--- GOAL ---
Pick out every line below that contains the word "plume", and copy each one in full.

--- SUPPLIED INFORMATION ---

** begin **

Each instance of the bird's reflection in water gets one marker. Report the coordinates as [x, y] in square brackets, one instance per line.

** end **
** begin **

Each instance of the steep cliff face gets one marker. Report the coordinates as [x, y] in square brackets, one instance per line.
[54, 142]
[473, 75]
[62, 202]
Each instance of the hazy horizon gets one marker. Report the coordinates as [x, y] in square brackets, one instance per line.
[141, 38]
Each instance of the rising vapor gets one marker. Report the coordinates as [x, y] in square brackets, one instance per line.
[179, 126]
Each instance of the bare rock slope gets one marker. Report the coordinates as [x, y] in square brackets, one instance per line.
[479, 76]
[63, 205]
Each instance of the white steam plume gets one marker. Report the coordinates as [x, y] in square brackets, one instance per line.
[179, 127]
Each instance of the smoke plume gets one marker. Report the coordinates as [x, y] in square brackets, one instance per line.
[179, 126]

** end **

--- COMPLETE RESPONSE ---
Each instance of the white steam plume gets one marker. Report the coordinates as [x, y] in square brackets, one instance per line.
Each instance of the smoke plume gets one marker. Report the coordinates as [x, y] in square brackets, one instance per line.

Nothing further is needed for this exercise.